_Texto da página_
Perguntam-me não raras vezes:
- "Qual o livro de José Saramago que mais gostaste de ler?"
A resposta que pode ser dada a cada momento:
- "Impossível de dizer... não sei responder, não seria justo para com outros (livros) não nomeados. Mas uma coisa sempre soube. Uma obra de Saramago, enquanto "pseudo ser vivo" ou com "gente dentro" tem que me raptar, prender-me, não me deixar sair de dentro das suas páginas. Fazer de mim um refém, e só me libertar no final da leitura... mesmo ao chegar à última página. Aí, o "Eu" leitor que se mantém refém, liberta-se da "gente que a obra transporta dentro" e segue o seu caminho.
Mas segue um caminho que se faz caminhando, conjuntamente com mais uma família"

[Itens de dados]
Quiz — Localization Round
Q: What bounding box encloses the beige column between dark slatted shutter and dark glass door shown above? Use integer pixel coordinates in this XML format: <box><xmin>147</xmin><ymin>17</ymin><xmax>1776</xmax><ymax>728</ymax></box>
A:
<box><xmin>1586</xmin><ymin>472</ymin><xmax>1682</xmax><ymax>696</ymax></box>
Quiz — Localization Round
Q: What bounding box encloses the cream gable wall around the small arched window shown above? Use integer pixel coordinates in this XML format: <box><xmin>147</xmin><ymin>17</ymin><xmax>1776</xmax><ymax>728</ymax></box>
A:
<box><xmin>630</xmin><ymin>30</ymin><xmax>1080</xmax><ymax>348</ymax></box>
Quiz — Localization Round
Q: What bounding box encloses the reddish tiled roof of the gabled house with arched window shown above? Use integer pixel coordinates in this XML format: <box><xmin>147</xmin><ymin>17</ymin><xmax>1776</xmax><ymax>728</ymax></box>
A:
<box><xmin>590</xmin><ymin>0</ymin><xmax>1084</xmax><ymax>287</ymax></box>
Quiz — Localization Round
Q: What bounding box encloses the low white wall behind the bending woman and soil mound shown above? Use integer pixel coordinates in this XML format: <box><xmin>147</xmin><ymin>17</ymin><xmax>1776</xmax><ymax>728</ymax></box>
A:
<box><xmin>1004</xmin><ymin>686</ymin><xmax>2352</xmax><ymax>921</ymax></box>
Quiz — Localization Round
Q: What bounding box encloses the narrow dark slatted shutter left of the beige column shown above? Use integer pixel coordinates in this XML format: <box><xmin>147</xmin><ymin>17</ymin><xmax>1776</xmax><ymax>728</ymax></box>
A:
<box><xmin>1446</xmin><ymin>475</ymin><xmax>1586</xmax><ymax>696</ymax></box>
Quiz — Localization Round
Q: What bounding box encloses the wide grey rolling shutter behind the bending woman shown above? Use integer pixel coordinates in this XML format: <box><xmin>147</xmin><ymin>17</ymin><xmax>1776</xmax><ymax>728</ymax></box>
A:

_Tarefas_
A – Segundo o texto da página, em que momento uma obra de Saramago liberta o leitor?
B – Indique se cada afirmação está de acordo com o texto da página, respondendo sim ou não e citando as palavras que decidem: (i) quem escreve sabe dizer qual é o livro de Saramago de que mais gostou; (ii) essa pergunta é-lhe feita com frequência; (iii) depois da leitura, o leitor segue o seu caminho sozinho.

_Respostas_
A – Só no final da leitura, mesmo ao chegar à última página.

B –
(i) Não: "não sei responder".
(ii) Sim: "Perguntam-me não raras vezes".
(iii) Não: "conjuntamente com mais uma família".